* [JOB A]: Reproduce the portion of the bank growth excerpt starting at "The Bank’s historical" and running up to and including "next five years.".
* [JOB B]: Render every line of the records as a Markdown table with two columns, No. and Entry, numbering the rows and leaving out blank lines.

* [EXTRACT]:
+--
The Bank’s ability to increase its asset base and deposits in the future is, to a great extent, dependent on its being able to competitively price its loan and savings products, to maintain a high quality of service to its customers, to increase its market share and to increase its loan origination activity. Burlington County, the location of both of Delanco Federal’s offices, experienced an increasing trend in population and households between 1990 and 2000 and between 2000 and 2006, modestly higher than state increases and generally in line with national increases during those periods. Smaller increases in population and households are projected through 2011. In both 2000 and 2005, Burlington County indicated slightly lower per capita income and modestly higher median household income compared to New Jersey, with both being higher than in the United States. In 1990 and 2000, housing values in Burlington County were lower than in New Jersey but higher than the national median value.
Asset, Loan, Deposit and Earnings Growth (cont.)
The Bank’s historical dependence on Burlington County, the location of both of its existing offices and its planned third office, could result in lower asset growth in the future as a result of its competitive operating environment, recognizing the slower growth in population and households projected during the next five years.
+--
* [SUPPLIED RECORDS]:
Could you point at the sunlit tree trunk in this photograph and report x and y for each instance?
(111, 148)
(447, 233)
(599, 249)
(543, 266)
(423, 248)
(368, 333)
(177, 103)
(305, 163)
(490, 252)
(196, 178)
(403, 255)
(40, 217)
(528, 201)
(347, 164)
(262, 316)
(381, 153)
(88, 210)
+--
* [WRITTEN RESPONSE A]:
The Bank’s historical dependence on Burlington County, the location of both of its existing offices and its planned third office, could result in lower asset growth in the future as a result of its competitive operating environment, recognizing the slower growth in population and households projected during the next five years.

* [WRITTEN RESPONSE B]:
| No. | Entry |
|---|---|
| 1 | Could you point at the sunlit tree trunk in this photograph and report x and y for each instance? |
| 2 | (111, 148) |
| 3 | (447, 233) |
| 4 | (599, 249) |
| 5 | (543, 266) |
| 6 | (423, 248) |
| 7 | (368, 333) |
| 8 | (177, 103) |
| 9 | (305, 163) |
| 10 | (490, 252) |
| 11 | (196, 178) |
| 12 | (403, 255) |
| 13 | (40, 217) |
| 14 | (528, 201) |
| 15 | (347, 164) |
| 16 | (262, 316) |
| 17 | (381, 153) |
| 18 | (88, 210) |